→ WORK INSTRUCTION: Select all lines holding the word "flower" from the entries that follow.

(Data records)

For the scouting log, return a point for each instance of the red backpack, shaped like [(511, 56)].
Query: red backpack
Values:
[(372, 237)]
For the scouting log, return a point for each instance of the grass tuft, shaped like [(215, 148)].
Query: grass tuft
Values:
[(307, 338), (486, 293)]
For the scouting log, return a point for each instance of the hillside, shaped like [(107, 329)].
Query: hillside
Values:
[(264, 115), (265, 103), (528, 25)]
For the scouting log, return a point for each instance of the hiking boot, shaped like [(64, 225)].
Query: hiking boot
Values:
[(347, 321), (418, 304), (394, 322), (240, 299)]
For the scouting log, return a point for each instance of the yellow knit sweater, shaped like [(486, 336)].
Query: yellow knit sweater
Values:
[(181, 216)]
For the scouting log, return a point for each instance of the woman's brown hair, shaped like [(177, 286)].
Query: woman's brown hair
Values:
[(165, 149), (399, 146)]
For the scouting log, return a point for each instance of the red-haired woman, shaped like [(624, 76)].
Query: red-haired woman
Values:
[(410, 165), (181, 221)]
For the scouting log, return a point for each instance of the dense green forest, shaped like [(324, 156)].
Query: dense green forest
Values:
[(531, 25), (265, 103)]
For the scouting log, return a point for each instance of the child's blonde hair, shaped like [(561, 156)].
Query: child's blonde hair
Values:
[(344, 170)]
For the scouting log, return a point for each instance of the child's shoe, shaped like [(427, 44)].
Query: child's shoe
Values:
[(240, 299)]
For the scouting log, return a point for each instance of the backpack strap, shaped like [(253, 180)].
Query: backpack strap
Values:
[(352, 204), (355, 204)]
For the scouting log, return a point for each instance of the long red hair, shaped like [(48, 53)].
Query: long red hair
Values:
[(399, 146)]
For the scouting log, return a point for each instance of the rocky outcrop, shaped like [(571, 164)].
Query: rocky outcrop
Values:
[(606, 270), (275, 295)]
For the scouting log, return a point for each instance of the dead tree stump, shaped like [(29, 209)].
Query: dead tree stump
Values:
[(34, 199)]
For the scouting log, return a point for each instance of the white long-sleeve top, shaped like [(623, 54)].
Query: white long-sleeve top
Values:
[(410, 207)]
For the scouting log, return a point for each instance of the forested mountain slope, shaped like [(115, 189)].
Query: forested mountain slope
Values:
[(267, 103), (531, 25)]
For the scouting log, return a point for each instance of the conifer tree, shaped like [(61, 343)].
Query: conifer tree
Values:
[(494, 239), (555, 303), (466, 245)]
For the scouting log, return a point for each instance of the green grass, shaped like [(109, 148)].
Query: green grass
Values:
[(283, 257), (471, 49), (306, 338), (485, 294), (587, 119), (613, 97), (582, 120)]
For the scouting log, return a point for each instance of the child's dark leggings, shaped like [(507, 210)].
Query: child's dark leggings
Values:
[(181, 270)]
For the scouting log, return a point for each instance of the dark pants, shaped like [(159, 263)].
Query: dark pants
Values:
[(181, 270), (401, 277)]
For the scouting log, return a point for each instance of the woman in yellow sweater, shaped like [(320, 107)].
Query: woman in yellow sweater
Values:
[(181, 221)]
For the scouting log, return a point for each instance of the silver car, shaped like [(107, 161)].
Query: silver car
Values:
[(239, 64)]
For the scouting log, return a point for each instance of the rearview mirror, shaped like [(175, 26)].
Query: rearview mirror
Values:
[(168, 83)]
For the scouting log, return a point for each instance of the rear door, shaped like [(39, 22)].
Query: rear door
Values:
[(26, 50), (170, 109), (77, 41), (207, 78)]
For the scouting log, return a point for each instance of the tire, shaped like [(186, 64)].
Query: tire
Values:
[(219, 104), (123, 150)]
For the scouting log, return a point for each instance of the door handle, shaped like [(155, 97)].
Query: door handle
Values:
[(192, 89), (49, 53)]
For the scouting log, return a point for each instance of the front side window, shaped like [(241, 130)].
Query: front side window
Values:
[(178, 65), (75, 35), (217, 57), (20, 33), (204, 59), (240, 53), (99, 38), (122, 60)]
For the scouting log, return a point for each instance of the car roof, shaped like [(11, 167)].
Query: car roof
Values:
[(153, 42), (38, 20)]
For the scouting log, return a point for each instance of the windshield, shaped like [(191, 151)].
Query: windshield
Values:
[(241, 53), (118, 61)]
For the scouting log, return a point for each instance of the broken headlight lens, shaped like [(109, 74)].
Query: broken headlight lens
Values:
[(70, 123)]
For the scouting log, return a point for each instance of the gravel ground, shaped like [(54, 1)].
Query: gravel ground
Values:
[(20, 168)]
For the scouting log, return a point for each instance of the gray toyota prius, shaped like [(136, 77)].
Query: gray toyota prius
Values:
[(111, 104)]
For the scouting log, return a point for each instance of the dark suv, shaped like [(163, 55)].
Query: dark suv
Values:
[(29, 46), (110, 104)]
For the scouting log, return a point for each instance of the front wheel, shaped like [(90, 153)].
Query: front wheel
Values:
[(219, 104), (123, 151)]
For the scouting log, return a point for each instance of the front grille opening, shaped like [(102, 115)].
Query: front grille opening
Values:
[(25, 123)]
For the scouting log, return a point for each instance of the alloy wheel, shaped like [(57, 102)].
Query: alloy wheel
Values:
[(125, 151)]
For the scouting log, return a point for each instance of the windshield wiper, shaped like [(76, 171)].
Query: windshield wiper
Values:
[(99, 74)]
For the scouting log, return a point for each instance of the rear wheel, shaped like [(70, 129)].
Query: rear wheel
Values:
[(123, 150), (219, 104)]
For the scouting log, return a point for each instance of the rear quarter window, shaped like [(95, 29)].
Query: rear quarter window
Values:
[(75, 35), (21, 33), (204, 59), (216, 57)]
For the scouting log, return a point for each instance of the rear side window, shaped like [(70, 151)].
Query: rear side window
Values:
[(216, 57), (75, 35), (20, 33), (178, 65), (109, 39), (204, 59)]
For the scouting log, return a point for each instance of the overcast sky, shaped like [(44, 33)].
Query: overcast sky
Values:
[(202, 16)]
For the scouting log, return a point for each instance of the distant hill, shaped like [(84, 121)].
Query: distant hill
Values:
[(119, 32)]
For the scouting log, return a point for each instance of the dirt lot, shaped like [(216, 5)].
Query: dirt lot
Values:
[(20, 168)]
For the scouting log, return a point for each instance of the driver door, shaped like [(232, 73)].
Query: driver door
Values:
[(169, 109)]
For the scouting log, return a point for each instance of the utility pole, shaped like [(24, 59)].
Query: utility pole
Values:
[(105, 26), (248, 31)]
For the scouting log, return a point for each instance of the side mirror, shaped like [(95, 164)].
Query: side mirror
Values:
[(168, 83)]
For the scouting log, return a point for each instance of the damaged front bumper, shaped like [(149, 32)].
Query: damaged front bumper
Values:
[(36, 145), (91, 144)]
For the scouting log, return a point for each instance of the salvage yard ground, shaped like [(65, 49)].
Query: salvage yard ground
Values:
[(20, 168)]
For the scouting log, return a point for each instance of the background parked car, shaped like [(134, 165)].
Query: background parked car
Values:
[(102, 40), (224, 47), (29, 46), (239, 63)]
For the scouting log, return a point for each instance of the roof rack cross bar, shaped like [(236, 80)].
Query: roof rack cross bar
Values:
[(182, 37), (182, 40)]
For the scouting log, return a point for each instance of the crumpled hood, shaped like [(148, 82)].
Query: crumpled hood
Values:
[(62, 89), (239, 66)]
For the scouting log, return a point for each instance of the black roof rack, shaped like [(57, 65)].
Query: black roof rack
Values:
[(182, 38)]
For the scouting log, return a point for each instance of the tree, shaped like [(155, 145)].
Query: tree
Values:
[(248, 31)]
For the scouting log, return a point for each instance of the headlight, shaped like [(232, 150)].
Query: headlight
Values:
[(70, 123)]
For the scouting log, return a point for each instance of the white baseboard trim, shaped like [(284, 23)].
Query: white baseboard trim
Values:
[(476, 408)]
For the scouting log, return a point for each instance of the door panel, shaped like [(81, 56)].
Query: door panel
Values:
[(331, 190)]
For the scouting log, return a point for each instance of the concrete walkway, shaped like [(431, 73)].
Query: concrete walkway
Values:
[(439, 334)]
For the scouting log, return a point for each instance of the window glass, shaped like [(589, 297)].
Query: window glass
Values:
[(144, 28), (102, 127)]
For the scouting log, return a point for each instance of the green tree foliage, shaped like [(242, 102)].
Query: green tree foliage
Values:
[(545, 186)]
==
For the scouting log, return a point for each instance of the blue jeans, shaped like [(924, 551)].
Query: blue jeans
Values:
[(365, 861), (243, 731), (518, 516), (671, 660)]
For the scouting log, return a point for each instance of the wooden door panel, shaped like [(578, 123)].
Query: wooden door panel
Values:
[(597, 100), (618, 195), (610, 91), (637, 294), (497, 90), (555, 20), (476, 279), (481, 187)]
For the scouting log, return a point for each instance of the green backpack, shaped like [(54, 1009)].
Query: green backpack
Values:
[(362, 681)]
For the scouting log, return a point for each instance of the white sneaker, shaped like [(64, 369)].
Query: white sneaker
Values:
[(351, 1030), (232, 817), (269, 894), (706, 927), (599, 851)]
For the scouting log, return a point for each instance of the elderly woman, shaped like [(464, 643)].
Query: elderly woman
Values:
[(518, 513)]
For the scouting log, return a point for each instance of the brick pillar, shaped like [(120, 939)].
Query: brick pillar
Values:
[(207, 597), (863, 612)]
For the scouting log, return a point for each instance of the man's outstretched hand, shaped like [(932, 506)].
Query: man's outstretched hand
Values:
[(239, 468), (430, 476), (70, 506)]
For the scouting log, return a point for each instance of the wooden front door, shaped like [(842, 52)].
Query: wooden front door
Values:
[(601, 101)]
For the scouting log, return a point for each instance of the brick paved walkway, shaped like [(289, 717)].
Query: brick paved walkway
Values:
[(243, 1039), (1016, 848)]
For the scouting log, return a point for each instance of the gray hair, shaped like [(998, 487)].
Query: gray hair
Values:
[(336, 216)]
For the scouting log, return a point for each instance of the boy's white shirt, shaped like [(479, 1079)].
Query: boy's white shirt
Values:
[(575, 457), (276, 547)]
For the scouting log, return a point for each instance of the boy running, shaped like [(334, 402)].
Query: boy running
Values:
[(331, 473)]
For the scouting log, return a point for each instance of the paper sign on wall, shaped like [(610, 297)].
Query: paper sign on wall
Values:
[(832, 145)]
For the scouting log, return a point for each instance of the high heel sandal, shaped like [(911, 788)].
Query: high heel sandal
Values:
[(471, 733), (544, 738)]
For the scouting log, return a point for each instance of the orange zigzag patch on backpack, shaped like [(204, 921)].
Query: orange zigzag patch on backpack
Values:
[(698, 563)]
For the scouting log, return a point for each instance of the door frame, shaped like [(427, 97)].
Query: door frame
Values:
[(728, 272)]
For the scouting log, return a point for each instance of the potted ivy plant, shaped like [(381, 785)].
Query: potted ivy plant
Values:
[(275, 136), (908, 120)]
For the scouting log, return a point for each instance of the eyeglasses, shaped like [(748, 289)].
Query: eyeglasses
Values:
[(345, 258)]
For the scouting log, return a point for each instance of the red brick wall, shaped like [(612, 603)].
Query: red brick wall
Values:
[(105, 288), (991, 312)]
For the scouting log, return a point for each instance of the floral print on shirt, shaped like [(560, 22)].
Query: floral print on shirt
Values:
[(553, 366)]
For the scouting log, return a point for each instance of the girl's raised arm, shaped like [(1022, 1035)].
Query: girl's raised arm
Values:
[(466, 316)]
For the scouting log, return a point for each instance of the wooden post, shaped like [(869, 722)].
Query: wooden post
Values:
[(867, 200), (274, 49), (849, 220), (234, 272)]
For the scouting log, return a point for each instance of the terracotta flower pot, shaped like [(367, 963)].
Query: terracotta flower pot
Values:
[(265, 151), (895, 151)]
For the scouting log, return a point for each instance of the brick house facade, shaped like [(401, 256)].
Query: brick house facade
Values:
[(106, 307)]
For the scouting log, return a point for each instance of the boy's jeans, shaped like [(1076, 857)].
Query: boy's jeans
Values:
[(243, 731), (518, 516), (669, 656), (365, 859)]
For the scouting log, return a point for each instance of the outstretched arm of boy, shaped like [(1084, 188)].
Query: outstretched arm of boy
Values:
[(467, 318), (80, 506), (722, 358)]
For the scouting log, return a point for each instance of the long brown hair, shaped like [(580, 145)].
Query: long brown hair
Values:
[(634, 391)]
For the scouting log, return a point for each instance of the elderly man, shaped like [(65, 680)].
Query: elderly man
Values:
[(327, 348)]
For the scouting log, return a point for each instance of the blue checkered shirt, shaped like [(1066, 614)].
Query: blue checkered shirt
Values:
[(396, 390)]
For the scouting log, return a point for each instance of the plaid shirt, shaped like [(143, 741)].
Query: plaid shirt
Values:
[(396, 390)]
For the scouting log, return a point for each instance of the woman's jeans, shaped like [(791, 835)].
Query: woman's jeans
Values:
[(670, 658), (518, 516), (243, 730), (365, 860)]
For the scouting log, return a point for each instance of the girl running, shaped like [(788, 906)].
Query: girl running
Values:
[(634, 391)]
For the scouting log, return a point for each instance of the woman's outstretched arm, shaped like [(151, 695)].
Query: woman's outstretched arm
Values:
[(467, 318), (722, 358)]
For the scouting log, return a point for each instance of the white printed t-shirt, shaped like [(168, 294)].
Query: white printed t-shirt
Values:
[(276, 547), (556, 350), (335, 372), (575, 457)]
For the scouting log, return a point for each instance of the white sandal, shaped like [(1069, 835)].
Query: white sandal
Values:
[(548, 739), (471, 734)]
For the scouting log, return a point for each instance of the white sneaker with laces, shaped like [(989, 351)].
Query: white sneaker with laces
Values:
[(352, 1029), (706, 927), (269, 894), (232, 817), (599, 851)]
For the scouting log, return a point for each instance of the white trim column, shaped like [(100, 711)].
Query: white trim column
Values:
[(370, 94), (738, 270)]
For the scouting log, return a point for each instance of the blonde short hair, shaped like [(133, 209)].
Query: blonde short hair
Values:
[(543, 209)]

→ SOLUTION BELOW:
For the scouting log, return a point for each instance of the terracotta flower pot, shaped like [(367, 963)].
Query: terracotta flower pot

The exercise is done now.